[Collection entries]
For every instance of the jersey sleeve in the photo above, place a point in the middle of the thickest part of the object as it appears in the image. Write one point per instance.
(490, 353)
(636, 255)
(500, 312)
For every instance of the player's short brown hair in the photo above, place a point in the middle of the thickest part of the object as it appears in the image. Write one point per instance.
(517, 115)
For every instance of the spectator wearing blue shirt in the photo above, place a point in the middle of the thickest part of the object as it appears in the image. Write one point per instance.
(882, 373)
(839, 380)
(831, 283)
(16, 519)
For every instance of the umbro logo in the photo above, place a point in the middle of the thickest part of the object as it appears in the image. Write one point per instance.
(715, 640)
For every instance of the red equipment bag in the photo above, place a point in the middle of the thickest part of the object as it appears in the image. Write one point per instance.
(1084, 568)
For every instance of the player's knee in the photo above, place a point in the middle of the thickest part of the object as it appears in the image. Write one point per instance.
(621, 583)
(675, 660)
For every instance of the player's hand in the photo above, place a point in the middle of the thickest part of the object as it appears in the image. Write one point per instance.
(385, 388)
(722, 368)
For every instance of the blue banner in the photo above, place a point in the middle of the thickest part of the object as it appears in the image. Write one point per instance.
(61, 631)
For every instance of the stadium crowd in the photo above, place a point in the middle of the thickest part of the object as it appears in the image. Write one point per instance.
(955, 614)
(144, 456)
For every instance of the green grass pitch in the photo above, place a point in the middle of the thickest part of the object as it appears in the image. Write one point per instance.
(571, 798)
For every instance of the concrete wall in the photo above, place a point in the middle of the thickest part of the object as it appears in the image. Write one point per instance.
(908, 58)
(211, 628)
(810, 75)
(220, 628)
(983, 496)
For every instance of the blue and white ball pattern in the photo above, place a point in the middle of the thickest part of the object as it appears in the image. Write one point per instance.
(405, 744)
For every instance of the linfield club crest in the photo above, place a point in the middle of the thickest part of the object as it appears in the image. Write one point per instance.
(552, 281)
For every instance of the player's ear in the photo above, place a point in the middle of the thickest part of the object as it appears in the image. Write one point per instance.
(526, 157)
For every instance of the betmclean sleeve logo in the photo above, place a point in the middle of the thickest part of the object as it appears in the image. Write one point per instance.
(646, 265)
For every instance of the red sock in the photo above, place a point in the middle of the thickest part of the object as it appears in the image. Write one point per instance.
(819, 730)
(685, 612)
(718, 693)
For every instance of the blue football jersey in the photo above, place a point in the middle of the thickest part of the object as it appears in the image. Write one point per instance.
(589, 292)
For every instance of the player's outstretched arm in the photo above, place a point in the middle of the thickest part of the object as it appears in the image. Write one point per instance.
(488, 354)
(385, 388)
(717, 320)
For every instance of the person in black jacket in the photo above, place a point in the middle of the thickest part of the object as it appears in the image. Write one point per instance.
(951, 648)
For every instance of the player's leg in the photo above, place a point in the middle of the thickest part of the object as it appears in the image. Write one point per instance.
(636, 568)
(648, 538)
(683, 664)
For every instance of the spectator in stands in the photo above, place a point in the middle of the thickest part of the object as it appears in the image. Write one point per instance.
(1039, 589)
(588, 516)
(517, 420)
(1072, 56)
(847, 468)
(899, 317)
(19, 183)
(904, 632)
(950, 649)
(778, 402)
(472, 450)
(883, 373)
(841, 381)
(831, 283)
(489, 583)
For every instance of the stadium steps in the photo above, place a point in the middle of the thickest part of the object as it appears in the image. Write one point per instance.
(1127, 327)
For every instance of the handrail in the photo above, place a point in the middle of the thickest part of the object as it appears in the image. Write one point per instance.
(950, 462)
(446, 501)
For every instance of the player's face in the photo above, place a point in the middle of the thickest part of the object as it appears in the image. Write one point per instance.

What to produce = Rewrite every line from the one containing "For every instance of the handrail" down to the end of the items, keeping each line's wording unchanged. Multiply each coordinate by 2.35 and round to a whole number, with halves rounded up.

Full output =
For every instance of the handrail in the photo above, place a point in the middle of the thickest part of the object as it appears in the image. Write one point per instance.
(2233, 1086)
(1048, 1177)
For every instance of the player's face in the photo above, place a point in the middle of the thickest part of the object as it appears in the image. Write one point per instance.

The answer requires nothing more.